▶ _TEXTABSCHNITT_
Raumschiff aus der Steinzeit

Rainer Fuhrmann

Rainer Fuhrmanns Roman „Raumschiff aus der Steinzeit“ ist wahrscheinlich eine erste längere Arbeit. Sie erschien aber als sein zweiter Roman. Viele ordnen die Geschichte der DDR Präastronautik zu, die vor allem von den Werken Carlos Rasch „Der blaue Planet“  und dem Gegenentwurf Alexander Kröger „Sieben fielen vom Himmel“, aber auch zwei Romanen Günther Kurpkats und schließlich den ins märchenartige übergehenden Geschichten Weitbrechts. Aber Rainer Fuhrmann „Raumschiff aus der Steinzeit“ lässt sich aus einem Grund nicht mit den angesprochenen Arbeiten verbinden. Präastronautik bedeutet ja vor allem, dass Menschen aus früheren Epochen mit auf der Erde gelandeten Außerirdischen in Kontakt gestanden und die menschliche Geschichte oder auch nur Evolution beeinflusst haben. Das ist in dieser Mischung aus Professor Quatermass und H.G. Wells nicht der Fall.

▶ _ROHDATEN_

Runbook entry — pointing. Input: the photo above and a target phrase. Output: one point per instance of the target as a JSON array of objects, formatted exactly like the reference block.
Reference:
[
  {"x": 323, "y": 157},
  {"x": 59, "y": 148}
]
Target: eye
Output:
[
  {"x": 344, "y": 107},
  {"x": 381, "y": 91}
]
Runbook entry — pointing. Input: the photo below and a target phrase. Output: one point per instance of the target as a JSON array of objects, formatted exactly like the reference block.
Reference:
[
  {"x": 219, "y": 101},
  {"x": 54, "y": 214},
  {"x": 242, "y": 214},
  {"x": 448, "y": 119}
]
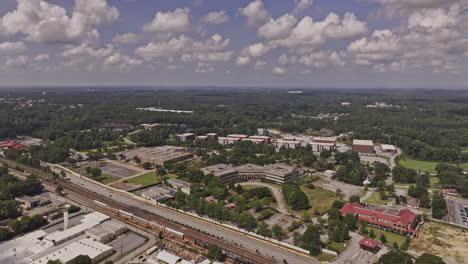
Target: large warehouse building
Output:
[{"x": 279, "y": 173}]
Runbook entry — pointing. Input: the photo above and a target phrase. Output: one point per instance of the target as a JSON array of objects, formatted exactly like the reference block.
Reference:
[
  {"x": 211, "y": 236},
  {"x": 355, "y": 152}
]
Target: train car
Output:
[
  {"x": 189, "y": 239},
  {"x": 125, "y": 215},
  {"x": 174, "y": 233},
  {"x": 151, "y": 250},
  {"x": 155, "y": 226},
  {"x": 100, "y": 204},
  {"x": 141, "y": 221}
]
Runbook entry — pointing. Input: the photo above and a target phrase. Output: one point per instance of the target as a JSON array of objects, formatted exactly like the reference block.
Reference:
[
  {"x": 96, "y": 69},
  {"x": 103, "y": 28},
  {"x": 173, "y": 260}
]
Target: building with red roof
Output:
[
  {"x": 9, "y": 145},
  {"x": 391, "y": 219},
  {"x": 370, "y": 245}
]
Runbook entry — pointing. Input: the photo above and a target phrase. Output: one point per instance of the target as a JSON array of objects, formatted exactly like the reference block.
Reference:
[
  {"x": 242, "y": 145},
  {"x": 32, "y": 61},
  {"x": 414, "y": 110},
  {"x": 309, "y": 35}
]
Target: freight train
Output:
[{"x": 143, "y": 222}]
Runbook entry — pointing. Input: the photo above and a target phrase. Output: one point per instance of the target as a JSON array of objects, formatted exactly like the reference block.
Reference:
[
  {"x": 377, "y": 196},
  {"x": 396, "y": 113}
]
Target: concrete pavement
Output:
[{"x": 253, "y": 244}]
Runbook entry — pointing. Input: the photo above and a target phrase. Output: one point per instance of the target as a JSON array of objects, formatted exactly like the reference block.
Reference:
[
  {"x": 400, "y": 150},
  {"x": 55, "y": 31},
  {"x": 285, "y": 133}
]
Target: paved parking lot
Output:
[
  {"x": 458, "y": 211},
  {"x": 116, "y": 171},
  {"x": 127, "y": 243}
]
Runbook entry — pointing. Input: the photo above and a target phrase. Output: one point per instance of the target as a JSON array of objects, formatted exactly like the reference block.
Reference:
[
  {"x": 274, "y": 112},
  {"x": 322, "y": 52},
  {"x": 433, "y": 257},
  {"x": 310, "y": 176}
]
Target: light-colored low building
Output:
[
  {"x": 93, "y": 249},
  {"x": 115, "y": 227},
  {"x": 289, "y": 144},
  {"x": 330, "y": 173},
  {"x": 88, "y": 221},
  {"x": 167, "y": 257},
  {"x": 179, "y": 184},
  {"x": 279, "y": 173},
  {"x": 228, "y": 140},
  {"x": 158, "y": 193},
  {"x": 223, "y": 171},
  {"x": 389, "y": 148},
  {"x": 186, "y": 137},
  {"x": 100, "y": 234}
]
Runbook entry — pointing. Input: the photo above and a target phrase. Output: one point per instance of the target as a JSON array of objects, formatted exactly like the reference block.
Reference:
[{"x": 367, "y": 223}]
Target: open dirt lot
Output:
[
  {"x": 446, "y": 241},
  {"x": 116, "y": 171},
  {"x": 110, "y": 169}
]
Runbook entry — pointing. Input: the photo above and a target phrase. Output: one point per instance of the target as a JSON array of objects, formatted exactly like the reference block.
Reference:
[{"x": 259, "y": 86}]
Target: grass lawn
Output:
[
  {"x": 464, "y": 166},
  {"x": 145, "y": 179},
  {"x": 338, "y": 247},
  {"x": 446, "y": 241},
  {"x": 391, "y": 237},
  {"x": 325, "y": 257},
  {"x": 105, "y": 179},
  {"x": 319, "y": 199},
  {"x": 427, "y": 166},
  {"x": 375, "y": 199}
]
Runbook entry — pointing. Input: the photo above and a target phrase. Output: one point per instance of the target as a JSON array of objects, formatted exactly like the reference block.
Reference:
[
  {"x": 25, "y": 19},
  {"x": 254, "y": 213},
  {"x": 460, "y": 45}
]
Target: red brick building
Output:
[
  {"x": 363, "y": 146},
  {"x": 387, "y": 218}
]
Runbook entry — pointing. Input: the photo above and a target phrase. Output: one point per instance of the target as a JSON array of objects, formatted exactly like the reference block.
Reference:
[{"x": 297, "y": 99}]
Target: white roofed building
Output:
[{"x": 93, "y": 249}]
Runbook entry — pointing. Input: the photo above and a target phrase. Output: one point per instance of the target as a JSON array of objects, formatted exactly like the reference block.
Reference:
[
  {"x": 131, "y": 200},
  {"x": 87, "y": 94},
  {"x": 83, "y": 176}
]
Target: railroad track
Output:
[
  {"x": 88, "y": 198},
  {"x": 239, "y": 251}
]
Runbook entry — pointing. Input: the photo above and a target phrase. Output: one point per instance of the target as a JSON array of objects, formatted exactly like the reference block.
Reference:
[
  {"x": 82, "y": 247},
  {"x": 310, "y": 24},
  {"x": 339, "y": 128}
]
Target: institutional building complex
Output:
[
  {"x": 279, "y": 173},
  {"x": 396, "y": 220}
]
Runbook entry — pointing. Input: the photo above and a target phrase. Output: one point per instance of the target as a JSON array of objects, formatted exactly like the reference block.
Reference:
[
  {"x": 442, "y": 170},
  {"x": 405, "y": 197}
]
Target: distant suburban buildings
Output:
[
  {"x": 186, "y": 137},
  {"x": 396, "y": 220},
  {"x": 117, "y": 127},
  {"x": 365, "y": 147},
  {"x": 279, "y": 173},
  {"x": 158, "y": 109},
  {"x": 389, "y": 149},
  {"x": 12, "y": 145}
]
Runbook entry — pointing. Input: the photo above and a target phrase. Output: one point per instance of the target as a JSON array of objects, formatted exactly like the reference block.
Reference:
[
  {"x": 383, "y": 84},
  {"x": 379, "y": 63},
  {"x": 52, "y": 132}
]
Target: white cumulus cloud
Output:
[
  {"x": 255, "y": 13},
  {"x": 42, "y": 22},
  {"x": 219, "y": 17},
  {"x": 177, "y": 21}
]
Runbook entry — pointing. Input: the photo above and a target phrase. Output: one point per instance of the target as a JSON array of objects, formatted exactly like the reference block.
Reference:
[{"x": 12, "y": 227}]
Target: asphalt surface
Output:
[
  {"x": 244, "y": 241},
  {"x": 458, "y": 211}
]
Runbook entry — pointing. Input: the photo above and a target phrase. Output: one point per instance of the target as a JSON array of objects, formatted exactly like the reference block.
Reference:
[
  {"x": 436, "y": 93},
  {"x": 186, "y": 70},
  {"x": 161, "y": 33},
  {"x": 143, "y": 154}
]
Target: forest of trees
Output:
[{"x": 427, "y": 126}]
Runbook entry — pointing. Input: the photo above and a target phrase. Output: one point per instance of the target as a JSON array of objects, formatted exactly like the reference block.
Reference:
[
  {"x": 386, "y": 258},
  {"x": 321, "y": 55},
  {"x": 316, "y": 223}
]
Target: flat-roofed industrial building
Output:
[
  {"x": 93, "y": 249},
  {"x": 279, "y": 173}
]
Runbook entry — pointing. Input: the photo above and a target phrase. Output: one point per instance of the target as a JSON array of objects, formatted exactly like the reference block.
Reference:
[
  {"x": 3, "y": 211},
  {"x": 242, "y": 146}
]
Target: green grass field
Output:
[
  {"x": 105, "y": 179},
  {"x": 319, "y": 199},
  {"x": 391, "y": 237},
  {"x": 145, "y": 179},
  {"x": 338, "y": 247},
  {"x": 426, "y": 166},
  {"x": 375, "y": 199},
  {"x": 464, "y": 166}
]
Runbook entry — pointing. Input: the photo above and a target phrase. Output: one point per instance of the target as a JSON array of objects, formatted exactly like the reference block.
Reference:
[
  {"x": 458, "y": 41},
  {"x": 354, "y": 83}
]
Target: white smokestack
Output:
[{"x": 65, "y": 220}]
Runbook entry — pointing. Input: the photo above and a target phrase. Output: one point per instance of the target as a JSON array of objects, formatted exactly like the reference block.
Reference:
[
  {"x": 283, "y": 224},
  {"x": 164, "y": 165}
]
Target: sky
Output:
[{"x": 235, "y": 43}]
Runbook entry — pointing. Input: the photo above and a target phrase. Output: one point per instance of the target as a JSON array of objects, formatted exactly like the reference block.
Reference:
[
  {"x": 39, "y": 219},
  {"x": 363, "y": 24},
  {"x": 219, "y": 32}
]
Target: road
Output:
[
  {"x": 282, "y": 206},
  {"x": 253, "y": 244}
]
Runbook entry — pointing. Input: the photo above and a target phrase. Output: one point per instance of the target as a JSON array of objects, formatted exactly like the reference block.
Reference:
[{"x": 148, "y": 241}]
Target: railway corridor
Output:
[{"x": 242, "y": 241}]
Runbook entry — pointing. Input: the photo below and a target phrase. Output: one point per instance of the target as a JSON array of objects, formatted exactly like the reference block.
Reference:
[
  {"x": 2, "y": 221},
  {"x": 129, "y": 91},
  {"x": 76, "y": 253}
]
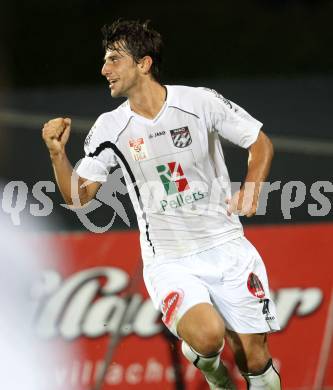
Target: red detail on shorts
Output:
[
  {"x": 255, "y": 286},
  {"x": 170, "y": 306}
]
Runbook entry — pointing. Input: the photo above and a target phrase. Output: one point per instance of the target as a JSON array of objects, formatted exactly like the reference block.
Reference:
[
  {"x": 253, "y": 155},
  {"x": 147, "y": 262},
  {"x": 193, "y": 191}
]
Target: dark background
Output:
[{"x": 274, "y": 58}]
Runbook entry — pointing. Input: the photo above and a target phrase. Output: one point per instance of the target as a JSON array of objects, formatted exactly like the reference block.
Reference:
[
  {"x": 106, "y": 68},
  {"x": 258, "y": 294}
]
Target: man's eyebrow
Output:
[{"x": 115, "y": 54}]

▶ _AUFGABENSTELLUNG_
a - Nenne jeden Buchtitel, der im Textabschnitt in Anführungszeichen steht, jeweils nur einmal.
b - Führe den Textabschnitt über Rainer Fuhrmanns Roman im Anschluss an seinen letzten Satz fort.
Das Material steht in keinem Zusammenhang mit dem Textabschnitt.

▶ _LÖSUNGEN_
a - „Raumschiff aus der Steinzeit“, „Der blaue Planet“, „Sieben fielen vom Himmel“

b -
Durch einen Zufall entdecken Forscher durch die ungewöhnliche Reflektion im Boden die Reste eines Raumschiffs, das vor mehr als zweihundertfünfzigtausend Jahren auf der Erde über Australien abgestürzt ist. Die Untersuchung zeigt eine Reihe von Besonderheiten, auf denen Rainer Fuhrmann die abschließende Erklärung aufbaut. Ohne zu viel zu verraten beginnt sich der Autor im Laufe der Handlung mehr und mehr hinter in der Theorie gedankenschweren Spekulation zu verkriechen, die objektiv betrachtet nur bedingt Sinn machen. Aber bis dahin ist es ein weiter Weg.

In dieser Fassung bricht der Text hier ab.